Job -
From the rows below, pull out every line that contains the string "surface", and copy each of those lines without changes.

[Part of a data file]
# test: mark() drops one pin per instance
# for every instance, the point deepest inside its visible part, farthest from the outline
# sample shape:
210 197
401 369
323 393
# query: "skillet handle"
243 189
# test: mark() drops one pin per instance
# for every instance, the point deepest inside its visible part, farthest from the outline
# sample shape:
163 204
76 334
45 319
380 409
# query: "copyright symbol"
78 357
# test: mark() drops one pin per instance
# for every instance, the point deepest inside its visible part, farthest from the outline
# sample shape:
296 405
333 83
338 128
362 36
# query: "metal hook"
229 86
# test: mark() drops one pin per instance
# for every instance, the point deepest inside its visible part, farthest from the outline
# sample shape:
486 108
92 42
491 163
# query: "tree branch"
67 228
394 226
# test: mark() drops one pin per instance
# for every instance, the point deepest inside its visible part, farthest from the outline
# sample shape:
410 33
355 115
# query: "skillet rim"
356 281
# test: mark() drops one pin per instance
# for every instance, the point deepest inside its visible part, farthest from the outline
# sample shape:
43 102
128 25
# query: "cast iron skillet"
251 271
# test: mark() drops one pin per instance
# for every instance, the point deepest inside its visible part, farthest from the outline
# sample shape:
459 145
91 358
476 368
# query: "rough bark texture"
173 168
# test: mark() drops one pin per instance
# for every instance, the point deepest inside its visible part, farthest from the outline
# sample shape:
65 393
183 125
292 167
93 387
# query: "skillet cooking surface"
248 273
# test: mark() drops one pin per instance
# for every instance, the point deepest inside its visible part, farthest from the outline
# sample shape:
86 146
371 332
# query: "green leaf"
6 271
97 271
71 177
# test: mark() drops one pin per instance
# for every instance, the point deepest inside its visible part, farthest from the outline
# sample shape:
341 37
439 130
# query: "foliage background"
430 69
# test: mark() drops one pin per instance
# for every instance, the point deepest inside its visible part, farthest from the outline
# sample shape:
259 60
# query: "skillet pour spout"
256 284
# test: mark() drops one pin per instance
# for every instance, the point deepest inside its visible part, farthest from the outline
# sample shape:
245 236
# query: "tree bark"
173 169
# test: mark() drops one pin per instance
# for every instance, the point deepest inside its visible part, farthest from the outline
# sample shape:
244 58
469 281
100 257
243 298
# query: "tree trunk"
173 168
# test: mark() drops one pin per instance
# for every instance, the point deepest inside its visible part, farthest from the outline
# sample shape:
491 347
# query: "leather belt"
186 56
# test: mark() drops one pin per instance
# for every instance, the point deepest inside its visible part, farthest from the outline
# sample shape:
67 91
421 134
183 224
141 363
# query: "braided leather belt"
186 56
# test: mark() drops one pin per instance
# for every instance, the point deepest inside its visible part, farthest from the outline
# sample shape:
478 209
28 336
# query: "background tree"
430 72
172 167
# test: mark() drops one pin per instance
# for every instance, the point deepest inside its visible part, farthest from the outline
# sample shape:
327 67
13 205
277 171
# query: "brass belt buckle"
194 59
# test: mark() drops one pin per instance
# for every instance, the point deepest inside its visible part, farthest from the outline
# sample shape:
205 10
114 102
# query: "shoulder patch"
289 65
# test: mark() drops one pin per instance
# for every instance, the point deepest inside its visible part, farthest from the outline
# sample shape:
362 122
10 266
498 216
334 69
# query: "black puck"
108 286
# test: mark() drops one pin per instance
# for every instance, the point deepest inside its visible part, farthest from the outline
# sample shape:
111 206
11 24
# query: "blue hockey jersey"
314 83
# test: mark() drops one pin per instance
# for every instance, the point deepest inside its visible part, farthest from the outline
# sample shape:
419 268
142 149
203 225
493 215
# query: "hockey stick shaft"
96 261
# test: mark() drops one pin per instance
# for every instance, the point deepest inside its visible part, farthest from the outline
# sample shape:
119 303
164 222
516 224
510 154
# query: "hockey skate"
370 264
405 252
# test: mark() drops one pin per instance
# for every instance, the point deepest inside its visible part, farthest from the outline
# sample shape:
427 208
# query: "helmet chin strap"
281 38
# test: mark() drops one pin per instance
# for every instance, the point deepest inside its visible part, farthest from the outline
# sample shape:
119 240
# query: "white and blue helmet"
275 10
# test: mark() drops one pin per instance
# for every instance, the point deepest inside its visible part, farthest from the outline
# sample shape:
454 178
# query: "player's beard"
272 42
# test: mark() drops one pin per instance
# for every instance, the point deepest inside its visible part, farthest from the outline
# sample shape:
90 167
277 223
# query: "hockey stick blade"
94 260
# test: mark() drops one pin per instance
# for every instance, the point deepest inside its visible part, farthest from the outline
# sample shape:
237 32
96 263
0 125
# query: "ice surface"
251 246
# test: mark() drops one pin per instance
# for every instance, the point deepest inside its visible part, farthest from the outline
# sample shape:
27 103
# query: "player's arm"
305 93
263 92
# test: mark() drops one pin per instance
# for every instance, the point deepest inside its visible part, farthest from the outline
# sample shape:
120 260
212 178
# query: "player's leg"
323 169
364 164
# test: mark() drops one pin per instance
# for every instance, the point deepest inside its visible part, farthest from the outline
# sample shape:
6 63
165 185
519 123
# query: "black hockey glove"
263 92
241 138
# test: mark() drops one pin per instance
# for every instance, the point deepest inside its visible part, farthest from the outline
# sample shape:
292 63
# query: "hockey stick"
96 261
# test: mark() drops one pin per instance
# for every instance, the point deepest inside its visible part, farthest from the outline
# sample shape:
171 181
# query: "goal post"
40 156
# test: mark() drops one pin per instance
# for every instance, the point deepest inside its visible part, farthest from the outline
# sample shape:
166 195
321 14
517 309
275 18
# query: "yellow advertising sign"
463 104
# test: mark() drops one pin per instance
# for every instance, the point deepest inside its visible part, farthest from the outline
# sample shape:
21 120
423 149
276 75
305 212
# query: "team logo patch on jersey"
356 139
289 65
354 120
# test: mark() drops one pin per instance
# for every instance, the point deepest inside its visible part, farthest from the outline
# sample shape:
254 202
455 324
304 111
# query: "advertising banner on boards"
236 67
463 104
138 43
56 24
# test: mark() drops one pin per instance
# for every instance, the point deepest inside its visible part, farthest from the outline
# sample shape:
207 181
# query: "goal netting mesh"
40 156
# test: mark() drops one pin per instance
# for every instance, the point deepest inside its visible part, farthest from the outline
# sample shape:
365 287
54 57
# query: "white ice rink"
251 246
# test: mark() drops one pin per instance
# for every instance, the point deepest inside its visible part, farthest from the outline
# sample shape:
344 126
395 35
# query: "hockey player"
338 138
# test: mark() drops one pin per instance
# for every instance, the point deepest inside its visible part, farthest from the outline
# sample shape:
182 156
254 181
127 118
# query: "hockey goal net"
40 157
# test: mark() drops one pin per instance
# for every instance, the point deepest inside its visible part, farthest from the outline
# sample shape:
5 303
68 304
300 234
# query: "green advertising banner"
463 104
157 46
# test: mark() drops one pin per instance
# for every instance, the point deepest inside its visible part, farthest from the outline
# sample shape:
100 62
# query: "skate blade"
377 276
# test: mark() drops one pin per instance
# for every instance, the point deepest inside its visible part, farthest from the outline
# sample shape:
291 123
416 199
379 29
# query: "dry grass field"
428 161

Exercise output -
# query: "skillet cooking surface"
# query: "ice surface"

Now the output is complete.